§ GOAL OF THE EXERCISE
Once you find the line with "Indicate the blonde" in the entries below, return exactly every line from it through the line with "[ ] each coordinate written like point(57, 498)".

§ Referring expression data
□ □ □ □ □

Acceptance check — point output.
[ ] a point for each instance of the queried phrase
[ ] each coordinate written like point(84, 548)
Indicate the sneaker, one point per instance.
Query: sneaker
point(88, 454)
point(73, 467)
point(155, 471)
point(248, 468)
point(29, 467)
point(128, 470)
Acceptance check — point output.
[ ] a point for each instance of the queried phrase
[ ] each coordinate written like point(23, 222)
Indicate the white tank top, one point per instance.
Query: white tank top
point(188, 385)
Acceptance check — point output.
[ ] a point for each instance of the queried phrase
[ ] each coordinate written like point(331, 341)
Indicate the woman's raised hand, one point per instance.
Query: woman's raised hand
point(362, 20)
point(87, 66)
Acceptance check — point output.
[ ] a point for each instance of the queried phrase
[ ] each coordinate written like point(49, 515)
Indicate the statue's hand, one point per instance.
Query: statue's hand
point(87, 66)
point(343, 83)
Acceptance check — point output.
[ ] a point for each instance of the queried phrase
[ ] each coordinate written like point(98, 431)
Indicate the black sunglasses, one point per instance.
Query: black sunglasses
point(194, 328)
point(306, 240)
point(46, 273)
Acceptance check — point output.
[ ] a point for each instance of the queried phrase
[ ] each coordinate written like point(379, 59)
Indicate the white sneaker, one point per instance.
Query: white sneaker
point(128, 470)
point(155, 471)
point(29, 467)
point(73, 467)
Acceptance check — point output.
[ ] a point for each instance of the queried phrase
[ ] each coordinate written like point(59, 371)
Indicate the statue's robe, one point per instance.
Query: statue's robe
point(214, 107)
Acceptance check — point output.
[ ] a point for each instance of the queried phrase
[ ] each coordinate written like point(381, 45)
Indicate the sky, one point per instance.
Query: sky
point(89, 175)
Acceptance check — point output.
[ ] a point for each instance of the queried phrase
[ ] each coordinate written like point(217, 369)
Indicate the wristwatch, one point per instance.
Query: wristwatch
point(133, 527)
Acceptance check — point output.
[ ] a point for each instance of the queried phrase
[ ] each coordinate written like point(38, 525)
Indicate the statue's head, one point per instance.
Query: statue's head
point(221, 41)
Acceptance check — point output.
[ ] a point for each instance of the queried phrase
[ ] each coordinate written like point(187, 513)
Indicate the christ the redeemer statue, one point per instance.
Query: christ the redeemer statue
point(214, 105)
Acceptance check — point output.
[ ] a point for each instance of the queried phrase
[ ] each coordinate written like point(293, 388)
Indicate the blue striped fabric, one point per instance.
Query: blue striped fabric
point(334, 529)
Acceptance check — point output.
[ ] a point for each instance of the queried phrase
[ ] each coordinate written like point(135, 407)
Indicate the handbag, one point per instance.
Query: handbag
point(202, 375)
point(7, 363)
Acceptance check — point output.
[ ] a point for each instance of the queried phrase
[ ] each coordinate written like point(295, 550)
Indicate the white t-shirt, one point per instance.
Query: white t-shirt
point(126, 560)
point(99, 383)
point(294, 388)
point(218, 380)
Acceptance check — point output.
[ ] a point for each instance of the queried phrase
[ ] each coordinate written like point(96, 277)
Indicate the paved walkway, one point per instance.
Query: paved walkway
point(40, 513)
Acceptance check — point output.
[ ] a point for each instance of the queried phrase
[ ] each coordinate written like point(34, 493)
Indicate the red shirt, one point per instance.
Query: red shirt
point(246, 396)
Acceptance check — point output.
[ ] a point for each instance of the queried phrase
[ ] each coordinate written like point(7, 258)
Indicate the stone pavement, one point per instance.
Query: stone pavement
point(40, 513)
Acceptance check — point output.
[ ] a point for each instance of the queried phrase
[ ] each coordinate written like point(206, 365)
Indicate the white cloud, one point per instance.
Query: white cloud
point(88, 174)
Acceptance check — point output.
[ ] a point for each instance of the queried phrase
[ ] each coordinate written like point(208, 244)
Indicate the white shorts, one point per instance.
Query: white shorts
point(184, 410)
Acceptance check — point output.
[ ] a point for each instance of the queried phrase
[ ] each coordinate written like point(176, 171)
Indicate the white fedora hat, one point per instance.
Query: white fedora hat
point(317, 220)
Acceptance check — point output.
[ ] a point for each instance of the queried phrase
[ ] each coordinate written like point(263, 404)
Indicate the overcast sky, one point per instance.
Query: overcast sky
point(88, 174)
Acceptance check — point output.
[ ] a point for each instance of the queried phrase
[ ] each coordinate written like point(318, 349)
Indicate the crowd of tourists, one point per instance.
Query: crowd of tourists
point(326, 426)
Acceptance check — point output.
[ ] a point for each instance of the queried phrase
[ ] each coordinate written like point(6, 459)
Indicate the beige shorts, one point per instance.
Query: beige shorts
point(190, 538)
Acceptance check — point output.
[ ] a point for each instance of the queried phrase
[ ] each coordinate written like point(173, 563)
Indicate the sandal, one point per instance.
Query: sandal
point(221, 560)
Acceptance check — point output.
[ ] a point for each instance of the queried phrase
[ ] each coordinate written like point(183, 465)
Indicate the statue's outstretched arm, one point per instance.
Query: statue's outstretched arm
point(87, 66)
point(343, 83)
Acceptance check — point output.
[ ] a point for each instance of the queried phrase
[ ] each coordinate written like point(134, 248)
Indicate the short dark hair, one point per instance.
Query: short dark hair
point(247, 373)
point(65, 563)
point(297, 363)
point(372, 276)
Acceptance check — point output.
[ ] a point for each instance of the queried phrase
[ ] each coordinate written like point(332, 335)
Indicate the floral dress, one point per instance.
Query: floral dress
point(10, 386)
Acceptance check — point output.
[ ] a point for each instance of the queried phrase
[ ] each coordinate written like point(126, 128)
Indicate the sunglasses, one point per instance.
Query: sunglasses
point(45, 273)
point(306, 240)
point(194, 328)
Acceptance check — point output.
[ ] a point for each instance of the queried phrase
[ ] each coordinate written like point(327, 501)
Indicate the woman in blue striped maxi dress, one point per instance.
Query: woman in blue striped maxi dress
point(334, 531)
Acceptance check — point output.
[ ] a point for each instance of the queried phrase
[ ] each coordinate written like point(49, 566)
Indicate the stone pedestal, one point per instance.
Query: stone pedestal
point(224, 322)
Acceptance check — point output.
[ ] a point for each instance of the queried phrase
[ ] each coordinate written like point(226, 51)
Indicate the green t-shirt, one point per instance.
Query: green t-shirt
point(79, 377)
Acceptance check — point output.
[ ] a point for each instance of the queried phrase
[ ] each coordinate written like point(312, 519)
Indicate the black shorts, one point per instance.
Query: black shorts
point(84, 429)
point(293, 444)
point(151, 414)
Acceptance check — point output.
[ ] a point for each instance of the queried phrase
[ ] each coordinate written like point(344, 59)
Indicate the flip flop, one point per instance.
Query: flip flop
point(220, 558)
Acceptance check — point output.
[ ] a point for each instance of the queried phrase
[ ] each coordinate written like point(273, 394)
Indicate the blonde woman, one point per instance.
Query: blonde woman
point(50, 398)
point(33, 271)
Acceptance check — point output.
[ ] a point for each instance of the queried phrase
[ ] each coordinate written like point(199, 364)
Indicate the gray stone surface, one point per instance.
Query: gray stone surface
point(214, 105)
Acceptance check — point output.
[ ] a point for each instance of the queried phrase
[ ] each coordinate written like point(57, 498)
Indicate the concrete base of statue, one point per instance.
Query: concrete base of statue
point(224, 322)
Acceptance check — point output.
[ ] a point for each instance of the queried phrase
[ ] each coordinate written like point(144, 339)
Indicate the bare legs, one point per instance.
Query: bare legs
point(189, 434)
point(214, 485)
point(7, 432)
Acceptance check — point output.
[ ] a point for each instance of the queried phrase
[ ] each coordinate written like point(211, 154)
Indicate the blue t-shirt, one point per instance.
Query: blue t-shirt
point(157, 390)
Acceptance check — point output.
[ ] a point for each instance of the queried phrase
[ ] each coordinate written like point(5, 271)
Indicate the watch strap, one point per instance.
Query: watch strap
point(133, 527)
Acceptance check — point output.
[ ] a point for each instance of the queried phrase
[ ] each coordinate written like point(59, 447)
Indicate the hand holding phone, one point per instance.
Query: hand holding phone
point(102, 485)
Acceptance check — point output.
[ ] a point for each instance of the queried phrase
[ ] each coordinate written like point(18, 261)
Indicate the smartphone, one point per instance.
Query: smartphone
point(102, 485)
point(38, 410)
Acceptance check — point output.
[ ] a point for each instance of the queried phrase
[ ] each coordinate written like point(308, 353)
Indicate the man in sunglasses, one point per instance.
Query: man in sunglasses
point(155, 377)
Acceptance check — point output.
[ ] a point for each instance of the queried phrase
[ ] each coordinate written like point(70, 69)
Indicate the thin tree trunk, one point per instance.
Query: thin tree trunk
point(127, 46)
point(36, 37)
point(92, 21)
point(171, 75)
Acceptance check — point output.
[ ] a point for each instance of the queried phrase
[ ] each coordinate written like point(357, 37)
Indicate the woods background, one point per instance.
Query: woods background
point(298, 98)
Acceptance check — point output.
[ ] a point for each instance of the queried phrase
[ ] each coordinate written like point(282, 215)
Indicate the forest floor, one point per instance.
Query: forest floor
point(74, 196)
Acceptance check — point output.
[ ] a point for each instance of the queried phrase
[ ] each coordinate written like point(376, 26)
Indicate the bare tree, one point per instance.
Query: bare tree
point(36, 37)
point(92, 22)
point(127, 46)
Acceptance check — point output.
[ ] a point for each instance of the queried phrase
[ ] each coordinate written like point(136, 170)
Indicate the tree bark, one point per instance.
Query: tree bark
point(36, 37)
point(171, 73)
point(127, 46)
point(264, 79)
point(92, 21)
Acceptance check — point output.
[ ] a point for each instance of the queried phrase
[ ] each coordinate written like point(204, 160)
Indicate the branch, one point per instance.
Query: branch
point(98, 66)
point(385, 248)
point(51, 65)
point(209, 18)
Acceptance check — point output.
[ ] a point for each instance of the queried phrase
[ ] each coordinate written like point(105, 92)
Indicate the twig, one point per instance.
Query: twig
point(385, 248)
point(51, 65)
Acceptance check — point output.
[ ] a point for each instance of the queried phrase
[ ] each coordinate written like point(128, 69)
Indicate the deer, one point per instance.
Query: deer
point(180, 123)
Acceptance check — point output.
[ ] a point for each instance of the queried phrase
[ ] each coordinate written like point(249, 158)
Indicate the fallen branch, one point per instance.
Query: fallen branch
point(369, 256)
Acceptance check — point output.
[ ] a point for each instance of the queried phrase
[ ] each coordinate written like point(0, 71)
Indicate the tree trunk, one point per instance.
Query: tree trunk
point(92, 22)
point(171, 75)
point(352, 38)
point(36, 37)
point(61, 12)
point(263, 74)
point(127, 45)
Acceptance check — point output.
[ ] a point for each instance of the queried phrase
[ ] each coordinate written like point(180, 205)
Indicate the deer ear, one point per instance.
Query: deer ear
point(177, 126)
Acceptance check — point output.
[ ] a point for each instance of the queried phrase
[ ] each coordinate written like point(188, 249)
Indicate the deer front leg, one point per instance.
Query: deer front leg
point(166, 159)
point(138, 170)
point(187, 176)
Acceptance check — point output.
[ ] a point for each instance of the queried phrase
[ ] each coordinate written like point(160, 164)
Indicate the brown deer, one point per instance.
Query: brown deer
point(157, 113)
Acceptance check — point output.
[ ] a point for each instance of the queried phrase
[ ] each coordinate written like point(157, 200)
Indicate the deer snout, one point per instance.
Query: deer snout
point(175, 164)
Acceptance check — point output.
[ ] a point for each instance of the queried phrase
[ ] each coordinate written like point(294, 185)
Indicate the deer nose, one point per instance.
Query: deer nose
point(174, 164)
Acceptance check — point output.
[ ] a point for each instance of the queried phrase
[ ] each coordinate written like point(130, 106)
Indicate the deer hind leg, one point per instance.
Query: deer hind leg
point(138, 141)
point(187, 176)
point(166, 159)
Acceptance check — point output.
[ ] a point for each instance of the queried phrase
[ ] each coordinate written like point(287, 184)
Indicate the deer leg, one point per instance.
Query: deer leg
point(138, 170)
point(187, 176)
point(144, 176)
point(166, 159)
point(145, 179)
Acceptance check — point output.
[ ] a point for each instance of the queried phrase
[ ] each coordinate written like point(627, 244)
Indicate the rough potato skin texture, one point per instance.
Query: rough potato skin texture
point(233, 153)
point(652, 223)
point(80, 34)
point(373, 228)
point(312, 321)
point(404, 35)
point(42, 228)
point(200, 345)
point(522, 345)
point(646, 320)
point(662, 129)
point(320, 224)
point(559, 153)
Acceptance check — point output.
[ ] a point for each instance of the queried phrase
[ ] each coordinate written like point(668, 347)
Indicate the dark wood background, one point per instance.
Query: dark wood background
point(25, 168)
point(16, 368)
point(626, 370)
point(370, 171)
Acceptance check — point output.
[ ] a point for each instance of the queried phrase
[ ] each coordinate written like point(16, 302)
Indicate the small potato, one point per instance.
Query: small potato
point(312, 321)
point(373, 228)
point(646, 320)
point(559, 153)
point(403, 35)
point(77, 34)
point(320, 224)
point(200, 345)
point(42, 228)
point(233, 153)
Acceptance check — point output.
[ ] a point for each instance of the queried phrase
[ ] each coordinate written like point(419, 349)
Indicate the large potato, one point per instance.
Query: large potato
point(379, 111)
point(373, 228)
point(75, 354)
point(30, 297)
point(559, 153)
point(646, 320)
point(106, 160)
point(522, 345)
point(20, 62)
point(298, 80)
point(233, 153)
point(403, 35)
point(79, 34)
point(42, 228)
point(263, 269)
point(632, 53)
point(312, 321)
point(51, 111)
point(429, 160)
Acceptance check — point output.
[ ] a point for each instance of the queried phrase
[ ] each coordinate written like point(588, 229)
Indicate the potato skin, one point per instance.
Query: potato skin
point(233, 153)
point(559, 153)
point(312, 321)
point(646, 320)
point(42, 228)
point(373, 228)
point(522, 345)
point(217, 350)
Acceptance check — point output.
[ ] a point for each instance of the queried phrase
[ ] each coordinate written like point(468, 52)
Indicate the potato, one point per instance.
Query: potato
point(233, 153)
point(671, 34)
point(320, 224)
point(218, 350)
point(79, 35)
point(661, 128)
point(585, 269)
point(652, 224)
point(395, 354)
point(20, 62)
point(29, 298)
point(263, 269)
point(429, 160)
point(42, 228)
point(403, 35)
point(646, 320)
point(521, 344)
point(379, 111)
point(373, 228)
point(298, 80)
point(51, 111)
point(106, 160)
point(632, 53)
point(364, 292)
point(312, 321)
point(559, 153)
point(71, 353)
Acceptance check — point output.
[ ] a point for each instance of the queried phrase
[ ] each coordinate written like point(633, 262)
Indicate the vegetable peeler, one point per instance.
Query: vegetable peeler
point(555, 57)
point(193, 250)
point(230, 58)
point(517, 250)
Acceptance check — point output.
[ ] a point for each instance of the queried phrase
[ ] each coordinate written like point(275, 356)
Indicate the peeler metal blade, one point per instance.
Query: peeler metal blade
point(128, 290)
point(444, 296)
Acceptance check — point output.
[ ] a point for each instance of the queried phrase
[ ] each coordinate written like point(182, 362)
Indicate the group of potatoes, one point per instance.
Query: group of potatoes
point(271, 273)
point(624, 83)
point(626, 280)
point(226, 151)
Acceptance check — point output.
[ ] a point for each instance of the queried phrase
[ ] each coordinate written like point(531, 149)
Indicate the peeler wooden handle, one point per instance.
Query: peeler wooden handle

□ □ □ □ □

§ RESULT
Indicate the blonde woman, one point per instance.
Query: blonde woman
point(50, 398)
point(33, 271)
Acceptance check — point output.
[ ] a point for each instance of the queried phrase
[ ] each coordinate written like point(199, 364)
Indicate the gray stone surface, one point per instance.
Query: gray stone surface
point(214, 105)
Acceptance check — point output.
[ ] a point for each instance of the queried phrase
[ ] each coordinate written like point(57, 498)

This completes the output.